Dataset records
- Opening Delimiter -
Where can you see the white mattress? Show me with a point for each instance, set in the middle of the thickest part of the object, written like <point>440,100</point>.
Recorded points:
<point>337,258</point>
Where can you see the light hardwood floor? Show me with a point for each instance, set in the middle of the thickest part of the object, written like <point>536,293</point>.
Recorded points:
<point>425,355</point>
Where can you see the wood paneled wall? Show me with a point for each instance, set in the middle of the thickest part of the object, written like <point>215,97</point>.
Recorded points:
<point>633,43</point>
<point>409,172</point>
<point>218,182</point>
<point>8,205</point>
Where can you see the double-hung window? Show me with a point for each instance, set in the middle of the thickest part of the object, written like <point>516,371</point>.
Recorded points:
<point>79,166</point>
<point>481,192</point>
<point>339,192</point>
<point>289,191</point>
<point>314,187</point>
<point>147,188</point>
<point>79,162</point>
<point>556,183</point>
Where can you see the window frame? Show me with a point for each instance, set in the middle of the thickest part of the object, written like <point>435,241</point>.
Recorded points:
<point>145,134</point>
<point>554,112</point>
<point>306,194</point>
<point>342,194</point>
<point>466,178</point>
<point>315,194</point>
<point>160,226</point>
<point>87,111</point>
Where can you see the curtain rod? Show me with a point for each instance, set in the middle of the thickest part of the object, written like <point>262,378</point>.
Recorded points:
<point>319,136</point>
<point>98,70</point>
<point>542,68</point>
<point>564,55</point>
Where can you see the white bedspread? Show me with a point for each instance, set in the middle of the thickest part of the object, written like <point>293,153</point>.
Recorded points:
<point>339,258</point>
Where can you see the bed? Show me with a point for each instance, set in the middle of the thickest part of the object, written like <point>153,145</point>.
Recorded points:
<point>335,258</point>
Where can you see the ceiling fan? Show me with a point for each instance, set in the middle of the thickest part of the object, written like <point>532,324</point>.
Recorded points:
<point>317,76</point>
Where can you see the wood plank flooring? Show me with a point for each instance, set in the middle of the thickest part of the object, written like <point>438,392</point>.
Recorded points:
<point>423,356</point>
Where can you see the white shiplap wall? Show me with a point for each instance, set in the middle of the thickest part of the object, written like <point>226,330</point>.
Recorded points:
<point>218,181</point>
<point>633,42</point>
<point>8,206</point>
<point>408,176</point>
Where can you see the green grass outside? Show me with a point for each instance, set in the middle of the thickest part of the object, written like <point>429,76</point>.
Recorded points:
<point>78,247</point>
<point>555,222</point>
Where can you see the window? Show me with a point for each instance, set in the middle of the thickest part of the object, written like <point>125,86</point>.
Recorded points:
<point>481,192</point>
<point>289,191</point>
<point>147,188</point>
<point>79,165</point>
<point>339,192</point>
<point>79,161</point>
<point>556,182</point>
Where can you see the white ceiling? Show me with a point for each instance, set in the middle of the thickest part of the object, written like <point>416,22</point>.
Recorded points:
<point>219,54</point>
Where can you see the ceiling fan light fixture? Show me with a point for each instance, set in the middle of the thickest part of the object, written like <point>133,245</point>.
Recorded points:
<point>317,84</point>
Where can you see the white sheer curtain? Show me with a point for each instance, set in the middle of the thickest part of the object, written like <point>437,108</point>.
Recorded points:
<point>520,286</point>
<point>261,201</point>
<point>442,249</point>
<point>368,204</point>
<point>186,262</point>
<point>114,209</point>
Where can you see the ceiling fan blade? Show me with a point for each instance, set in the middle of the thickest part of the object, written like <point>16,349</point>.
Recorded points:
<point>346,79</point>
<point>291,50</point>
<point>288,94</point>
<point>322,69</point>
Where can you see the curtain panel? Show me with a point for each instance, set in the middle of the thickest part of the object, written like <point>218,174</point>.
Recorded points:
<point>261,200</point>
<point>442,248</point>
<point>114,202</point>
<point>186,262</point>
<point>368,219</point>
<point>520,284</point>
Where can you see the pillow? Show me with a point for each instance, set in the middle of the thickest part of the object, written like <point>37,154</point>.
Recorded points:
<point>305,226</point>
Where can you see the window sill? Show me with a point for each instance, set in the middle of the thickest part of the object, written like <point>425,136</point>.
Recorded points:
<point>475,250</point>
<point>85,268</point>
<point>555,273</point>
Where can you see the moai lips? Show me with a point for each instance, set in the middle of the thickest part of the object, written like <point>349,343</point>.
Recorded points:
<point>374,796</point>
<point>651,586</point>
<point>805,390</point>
- Closing Delimiter -
- Opening Delimiter -
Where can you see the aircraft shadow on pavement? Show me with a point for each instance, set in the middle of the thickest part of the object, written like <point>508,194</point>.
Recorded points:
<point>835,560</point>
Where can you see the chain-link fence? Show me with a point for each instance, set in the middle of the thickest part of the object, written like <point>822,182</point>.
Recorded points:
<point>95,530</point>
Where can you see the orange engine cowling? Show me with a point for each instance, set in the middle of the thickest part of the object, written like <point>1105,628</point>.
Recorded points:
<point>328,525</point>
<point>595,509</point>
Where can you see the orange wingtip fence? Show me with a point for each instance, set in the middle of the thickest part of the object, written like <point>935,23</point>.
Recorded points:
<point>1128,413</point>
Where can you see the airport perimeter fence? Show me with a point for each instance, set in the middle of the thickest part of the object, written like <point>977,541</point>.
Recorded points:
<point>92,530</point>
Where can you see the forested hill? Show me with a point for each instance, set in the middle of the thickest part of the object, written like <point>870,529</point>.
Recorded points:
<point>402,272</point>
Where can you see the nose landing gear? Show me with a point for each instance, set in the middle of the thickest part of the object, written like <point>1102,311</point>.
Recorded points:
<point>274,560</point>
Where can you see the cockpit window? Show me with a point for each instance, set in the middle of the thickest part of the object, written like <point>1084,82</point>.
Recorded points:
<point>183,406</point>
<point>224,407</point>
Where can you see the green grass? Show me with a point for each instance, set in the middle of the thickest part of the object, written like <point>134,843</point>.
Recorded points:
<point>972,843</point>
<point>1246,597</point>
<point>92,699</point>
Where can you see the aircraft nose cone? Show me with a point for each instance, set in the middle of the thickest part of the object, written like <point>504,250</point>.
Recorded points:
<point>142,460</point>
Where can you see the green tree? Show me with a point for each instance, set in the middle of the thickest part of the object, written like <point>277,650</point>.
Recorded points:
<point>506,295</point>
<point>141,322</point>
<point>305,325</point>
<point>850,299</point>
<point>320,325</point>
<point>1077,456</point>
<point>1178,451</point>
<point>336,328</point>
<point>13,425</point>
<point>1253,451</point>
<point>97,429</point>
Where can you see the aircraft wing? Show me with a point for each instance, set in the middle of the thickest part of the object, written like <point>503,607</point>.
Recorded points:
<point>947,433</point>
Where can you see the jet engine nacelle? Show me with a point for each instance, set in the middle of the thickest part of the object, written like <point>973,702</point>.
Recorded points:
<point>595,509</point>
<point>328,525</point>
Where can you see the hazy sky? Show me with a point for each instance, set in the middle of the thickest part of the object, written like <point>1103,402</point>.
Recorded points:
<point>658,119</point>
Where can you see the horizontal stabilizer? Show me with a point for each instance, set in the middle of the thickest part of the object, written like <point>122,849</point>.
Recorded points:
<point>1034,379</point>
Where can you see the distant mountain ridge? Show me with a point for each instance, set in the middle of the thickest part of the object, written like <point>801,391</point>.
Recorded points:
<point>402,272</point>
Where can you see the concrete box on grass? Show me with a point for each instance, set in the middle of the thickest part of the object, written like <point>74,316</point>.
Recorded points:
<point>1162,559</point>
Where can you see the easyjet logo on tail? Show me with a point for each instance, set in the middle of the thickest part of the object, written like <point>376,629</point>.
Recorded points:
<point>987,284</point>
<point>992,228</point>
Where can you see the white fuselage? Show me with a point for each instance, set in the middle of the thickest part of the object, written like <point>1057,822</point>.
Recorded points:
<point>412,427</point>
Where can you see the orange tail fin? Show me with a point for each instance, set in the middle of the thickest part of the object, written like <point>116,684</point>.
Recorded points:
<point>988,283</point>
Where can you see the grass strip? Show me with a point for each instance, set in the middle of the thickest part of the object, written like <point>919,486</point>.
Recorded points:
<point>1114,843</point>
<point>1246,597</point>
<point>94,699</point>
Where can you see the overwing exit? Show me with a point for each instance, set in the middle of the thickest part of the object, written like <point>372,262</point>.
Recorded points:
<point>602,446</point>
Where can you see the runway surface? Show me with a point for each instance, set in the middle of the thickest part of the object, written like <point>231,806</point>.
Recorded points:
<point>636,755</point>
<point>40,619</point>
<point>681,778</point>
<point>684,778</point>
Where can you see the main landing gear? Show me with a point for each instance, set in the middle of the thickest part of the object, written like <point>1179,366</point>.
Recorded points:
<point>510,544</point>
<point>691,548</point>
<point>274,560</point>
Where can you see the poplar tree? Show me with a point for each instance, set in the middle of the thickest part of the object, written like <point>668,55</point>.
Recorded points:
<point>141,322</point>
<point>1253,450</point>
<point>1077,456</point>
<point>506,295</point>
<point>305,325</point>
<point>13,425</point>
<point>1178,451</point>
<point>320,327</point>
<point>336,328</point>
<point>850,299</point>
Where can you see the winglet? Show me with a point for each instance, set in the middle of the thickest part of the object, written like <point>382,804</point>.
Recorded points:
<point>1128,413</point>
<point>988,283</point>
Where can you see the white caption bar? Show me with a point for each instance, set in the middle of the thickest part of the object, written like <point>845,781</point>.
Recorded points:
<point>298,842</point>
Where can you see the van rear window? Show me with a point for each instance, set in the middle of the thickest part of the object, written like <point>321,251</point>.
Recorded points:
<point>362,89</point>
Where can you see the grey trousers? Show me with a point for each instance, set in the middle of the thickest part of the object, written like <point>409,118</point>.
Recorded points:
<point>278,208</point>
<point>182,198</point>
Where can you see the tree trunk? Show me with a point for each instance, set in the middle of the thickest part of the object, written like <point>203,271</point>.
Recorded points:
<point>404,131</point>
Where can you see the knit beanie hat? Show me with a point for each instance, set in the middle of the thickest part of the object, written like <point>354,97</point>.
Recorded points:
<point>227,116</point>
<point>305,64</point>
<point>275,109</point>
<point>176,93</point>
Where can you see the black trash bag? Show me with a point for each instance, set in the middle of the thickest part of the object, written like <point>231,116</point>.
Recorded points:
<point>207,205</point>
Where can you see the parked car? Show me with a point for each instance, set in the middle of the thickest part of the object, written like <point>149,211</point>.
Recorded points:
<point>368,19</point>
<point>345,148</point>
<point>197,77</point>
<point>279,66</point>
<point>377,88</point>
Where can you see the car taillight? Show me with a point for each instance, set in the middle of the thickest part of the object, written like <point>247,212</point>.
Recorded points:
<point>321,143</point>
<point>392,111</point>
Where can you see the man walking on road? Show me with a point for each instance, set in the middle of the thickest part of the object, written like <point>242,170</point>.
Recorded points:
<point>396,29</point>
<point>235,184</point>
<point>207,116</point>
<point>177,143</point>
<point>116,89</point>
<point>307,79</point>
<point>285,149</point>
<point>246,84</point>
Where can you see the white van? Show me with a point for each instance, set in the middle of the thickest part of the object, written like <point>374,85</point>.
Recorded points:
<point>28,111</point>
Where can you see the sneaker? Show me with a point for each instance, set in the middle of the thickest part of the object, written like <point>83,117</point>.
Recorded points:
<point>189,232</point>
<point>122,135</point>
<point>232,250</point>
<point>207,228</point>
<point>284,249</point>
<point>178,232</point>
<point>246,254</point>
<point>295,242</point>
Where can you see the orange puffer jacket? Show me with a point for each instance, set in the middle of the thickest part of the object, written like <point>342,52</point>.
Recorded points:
- Closing Delimiter -
- Opening Delimiter -
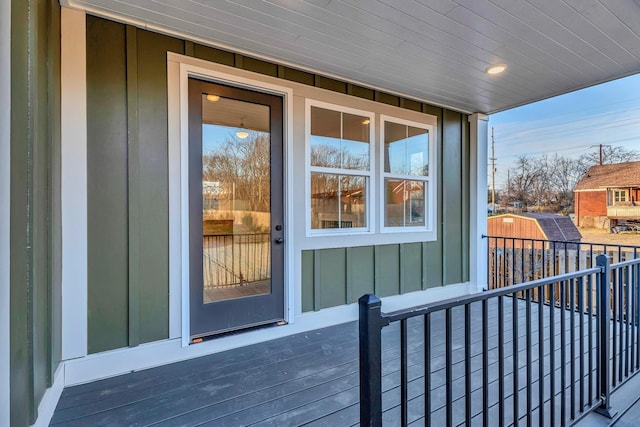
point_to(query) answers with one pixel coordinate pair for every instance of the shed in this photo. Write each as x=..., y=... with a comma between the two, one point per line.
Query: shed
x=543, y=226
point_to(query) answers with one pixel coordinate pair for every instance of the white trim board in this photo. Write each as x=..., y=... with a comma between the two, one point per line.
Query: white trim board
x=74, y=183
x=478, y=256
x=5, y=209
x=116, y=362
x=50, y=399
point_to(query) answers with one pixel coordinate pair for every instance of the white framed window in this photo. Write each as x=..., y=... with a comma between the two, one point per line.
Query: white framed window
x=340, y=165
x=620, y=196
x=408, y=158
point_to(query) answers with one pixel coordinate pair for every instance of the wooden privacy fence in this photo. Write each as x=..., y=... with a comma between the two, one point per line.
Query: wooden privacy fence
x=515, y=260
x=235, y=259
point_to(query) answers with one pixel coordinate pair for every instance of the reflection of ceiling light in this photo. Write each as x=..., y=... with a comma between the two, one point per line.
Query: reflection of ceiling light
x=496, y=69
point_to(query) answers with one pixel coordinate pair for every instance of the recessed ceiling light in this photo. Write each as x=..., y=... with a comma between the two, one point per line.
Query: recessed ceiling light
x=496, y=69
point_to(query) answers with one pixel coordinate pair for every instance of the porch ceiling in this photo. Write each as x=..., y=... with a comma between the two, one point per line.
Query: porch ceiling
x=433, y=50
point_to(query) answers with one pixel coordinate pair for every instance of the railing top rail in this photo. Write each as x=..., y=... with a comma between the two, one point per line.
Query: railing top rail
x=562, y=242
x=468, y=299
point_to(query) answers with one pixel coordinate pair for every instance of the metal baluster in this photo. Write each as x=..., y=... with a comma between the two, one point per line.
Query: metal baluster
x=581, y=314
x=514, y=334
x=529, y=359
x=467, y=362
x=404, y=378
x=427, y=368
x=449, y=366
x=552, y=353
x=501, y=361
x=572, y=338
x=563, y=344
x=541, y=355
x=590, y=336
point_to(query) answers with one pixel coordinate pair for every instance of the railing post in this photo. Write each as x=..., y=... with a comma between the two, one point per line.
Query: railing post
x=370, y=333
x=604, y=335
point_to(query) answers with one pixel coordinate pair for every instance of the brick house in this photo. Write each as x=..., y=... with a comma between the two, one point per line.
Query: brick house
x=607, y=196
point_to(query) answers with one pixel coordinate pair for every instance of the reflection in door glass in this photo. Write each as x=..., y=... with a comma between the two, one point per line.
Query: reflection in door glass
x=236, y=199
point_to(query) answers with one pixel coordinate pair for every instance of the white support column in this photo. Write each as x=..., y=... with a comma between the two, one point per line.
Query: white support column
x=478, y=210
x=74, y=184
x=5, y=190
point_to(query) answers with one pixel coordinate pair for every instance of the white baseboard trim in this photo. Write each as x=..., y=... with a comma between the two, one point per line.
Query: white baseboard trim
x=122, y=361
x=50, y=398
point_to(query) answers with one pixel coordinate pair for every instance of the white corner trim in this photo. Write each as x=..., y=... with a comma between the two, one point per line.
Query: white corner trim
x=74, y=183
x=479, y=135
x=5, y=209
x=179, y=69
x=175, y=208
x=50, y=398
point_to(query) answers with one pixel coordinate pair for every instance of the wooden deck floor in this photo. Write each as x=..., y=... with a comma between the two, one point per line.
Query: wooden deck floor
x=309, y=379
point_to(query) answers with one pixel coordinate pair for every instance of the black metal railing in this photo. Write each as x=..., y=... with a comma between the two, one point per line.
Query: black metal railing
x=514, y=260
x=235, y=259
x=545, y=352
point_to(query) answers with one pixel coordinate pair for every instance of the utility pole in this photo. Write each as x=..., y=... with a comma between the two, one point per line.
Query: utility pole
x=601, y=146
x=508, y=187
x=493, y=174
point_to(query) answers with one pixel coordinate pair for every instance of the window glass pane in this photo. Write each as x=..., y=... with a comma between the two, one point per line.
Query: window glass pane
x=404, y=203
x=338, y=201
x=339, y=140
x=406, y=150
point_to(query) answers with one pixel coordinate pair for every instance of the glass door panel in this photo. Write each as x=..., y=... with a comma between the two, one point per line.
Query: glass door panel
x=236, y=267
- Closing Delimiter -
Lines with the word "engine" in them are the answer; report each one from the data.

Where can you see the orange engine cowling? Show me with a point for each instance, set in the middle of the thickest part of the object, written like <point>1105,628</point>.
Where can you see the jet engine nacelle? Show me with a point for each instance, set in the middle of the thickest part of the object, written like <point>973,702</point>.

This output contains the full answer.